--- Stated problem ---
Return word for word the lines of the items from the line containing "TARGET: crosswalk" through the final line of the items, both ends included.

--- Exercise input ---
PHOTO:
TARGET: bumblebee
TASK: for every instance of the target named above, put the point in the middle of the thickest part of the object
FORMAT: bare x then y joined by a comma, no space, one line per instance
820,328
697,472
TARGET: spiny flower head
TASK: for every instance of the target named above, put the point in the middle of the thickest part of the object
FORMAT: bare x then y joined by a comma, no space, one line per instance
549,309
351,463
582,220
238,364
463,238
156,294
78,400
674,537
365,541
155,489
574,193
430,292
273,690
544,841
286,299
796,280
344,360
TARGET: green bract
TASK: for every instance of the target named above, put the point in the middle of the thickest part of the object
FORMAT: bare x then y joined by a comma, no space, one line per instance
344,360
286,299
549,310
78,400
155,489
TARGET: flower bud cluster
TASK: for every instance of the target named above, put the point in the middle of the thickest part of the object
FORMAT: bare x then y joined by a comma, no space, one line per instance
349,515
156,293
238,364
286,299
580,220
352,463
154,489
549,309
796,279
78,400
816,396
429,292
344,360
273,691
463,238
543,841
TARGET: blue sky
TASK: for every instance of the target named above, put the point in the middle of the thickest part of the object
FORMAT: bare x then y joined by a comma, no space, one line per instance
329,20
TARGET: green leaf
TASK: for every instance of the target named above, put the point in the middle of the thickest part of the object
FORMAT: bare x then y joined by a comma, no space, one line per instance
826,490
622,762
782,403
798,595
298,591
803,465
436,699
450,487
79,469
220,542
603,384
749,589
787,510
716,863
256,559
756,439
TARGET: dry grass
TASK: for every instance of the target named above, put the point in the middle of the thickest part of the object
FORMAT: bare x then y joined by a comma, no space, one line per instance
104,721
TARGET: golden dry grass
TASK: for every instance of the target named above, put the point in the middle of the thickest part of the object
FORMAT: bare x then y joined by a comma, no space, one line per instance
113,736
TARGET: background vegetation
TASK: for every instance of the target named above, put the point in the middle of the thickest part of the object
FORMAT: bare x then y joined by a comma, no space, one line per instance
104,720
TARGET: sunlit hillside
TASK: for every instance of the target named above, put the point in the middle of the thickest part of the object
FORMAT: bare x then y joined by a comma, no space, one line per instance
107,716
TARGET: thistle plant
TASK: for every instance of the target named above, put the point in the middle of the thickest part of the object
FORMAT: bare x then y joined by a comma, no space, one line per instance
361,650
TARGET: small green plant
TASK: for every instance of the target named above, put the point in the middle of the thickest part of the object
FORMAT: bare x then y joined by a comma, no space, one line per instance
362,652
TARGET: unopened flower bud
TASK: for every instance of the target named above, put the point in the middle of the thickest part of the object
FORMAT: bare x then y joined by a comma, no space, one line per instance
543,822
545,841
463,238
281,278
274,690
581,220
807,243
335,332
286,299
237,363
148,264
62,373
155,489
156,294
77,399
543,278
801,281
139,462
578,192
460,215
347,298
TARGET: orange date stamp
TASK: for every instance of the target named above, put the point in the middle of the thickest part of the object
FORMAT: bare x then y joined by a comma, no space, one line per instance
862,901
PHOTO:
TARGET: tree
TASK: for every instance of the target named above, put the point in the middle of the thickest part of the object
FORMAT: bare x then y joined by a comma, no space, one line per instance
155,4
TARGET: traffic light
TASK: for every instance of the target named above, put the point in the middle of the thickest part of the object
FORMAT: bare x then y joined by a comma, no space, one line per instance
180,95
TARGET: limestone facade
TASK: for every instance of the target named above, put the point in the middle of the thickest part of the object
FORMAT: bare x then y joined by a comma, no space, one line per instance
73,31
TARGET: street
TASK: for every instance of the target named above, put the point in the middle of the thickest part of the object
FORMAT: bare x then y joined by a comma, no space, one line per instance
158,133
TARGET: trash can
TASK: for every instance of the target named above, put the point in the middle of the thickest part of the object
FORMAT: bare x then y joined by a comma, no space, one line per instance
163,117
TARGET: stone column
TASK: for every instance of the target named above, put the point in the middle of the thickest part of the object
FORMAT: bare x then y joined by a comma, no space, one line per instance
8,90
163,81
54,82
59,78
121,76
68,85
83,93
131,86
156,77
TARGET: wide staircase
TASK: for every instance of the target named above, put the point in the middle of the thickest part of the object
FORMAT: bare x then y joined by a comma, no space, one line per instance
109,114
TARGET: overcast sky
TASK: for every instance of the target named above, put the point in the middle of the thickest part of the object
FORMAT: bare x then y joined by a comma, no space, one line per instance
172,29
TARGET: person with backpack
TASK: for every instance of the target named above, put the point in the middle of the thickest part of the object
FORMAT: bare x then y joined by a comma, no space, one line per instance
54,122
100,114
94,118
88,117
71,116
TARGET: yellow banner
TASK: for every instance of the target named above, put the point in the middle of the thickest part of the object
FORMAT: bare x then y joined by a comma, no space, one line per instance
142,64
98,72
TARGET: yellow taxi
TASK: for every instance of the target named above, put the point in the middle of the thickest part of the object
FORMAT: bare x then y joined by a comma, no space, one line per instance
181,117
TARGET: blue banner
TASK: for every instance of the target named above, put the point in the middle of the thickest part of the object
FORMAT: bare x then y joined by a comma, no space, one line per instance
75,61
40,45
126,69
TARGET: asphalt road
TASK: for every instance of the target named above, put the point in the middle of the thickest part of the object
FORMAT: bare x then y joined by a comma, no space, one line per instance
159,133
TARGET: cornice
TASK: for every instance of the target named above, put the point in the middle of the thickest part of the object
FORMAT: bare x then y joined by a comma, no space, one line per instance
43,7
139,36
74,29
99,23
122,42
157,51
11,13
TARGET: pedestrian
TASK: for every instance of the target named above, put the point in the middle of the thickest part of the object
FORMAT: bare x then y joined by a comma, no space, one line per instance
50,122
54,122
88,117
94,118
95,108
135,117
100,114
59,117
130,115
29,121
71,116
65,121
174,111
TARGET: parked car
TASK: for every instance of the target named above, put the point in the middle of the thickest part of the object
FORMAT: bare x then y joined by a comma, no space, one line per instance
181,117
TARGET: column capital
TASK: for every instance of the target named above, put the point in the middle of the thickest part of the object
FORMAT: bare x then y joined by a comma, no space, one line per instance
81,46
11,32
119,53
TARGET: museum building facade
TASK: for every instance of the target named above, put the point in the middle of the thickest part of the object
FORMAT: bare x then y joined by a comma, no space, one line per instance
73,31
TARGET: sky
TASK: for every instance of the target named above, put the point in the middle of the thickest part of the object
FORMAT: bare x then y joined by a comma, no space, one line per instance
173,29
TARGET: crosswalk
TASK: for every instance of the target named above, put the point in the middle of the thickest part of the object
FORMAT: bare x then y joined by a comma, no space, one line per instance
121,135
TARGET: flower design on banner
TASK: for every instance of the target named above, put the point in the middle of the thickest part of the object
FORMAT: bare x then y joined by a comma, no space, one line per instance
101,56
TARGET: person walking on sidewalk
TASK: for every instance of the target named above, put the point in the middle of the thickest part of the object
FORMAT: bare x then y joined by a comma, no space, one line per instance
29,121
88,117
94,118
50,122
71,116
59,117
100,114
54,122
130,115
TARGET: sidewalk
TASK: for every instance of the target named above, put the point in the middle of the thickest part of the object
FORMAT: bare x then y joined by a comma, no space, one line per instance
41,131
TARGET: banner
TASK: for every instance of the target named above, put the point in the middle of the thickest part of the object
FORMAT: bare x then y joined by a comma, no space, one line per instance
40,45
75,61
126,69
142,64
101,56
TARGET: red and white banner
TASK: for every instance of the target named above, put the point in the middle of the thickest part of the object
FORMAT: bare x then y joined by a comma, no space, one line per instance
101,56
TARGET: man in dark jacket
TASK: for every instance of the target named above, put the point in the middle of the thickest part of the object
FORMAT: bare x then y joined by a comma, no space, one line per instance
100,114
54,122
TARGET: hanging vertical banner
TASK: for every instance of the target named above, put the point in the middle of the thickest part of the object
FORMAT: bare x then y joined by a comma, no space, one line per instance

--- Result of this task ---
TARGET: crosswalk
TASK: for every instance of the target named above, put the point in the middle of the thickest part of the object
FORMAT: bare x then y joined by a comma, no space, one line per instance
121,135
TARGET: flower design on banner
TASK: for every instance of the target named above, put the point in the middle of the thickest part of the object
FORMAT: bare x then y joined by a comma, no space, one line per instance
101,56
TARGET: person walking on sidewalk
TASK: for every instance of the target named above, put the point in the middle of the thickest part of the object
FORMAT: bare x then y joined by a comma, no space, one line per instance
29,121
88,117
94,118
50,122
71,116
59,117
100,114
54,122
130,115
TARGET: sidewalk
TASK: for every instance of the target named above, put the point in the middle of the thickest part of the object
FORMAT: bare x then y joined by a comma, no space, one line per instance
41,131
TARGET: banner
TASK: for every instance of the target named above, put the point in the middle of the thickest part of the object
FORMAT: bare x then y joined by a comma, no space, one line per instance
40,45
75,61
126,69
142,64
101,56
TARGET: red and white banner
TASK: for every instance of the target named above, put the point in the middle of the thickest part of the object
FORMAT: bare x then y joined by a comma, no space, one line per instance
101,56
TARGET: man in dark jacket
TASK: for every instance of the target named above, put the point in the middle of the thickest part of the object
FORMAT: bare x then y joined by a comma, no space, one line per instance
100,114
54,122
TARGET: hanging vertical banner
TASK: for every instance of the target named above, put the point in the middle of the thickest part of the object
FORMAT: bare x then y joined by a comma, no space, one line per instance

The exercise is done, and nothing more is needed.